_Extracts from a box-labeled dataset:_
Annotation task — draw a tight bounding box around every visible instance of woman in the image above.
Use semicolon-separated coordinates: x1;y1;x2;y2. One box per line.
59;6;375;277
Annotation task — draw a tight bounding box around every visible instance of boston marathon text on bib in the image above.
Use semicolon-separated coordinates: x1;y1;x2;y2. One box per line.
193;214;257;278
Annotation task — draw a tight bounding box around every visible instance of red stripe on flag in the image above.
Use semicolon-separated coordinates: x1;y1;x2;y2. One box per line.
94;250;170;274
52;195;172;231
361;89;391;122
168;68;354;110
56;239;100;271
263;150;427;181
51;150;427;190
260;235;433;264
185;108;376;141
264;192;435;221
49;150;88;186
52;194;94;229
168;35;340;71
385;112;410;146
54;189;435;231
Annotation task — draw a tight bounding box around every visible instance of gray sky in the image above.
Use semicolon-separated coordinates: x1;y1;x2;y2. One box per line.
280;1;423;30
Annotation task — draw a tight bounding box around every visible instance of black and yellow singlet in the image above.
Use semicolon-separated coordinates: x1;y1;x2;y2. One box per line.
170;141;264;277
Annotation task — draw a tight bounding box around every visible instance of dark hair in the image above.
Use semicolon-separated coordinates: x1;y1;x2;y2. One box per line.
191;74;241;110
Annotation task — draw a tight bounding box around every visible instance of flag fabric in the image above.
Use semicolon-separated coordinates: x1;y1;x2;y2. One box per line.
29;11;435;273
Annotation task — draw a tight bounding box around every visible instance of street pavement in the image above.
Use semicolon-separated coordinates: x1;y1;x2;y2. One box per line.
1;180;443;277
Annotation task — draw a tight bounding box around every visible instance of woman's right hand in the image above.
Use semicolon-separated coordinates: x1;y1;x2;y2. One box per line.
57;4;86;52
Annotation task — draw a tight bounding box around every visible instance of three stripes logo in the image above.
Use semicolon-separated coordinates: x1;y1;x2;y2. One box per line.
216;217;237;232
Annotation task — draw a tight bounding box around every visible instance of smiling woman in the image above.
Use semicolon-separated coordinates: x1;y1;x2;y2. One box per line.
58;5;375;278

_Task objective:_
Can you reproduce every line above word for word, with nothing left out or changed?

_Exercise solution:_
Annotation task — draw a tight bounding box around every visible instance of woman in the image above.
Use semicolon-separated coordinates: x1;y1;x2;y2. One box per line.
59;6;375;277
Annotation task — draw a tight bounding box around every visible instance of boston marathon text on bib in the image above.
Use semicolon-separated coordinates: x1;y1;x2;y2. One box per line.
193;214;257;278
Annotation task — draw a tight bounding box around every visible instance of red stripe on flag in the image above.
Use semicolon-separated coordinates: x1;y1;x2;y2. One box per line.
94;250;170;274
52;195;172;231
361;89;391;122
168;68;354;110
56;239;100;271
263;150;427;181
51;150;427;190
260;235;433;264
185;108;376;141
264;192;435;221
49;150;88;186
52;194;94;229
168;35;340;71
385;112;410;146
54;189;435;231
Annotation task — draw a tight bounding box around every visible instance of gray sky in the image above.
Use semicolon-separated coordinates: x1;y1;x2;y2. One box per line.
280;1;423;30
Annotation task — draw a tight bounding box around every visible instance of black and yellow singlet in the image above.
Use semicolon-separated coordinates: x1;y1;x2;y2. One box per line.
170;141;264;277
Annotation task — draw a tight bounding box around every visible instance of dark hair in the image above.
Use semicolon-separated coordinates: x1;y1;x2;y2. One box per line.
191;74;241;110
Annotation task — draw a tight bounding box around every visible instance of flag fabric in the image above.
Use semicolon-separated coordinates: x1;y1;x2;y2. One box per line.
29;11;435;273
Annotation task — draw a tight bounding box around every visible instance of street pavement in the image above.
Use semicolon-separated coordinates: x1;y1;x2;y2. One box per line.
1;180;443;277
Annotation task — draw a tight bounding box around every visible instance of woman's right hand in the image above.
Use semicolon-separated coordinates: x1;y1;x2;y2. One box per line.
57;4;86;52
Annotation task — draw a tight bounding box around every visible instance of three stripes logo in the image above.
Use semicolon-separated coordinates: x1;y1;x2;y2. One box per line.
216;217;237;232
Annotation task — draw a tight bounding box around every visible instance of smiling woman in the image above.
Use semicolon-separated coordinates: x1;y1;x2;y2. One box per line.
58;5;375;278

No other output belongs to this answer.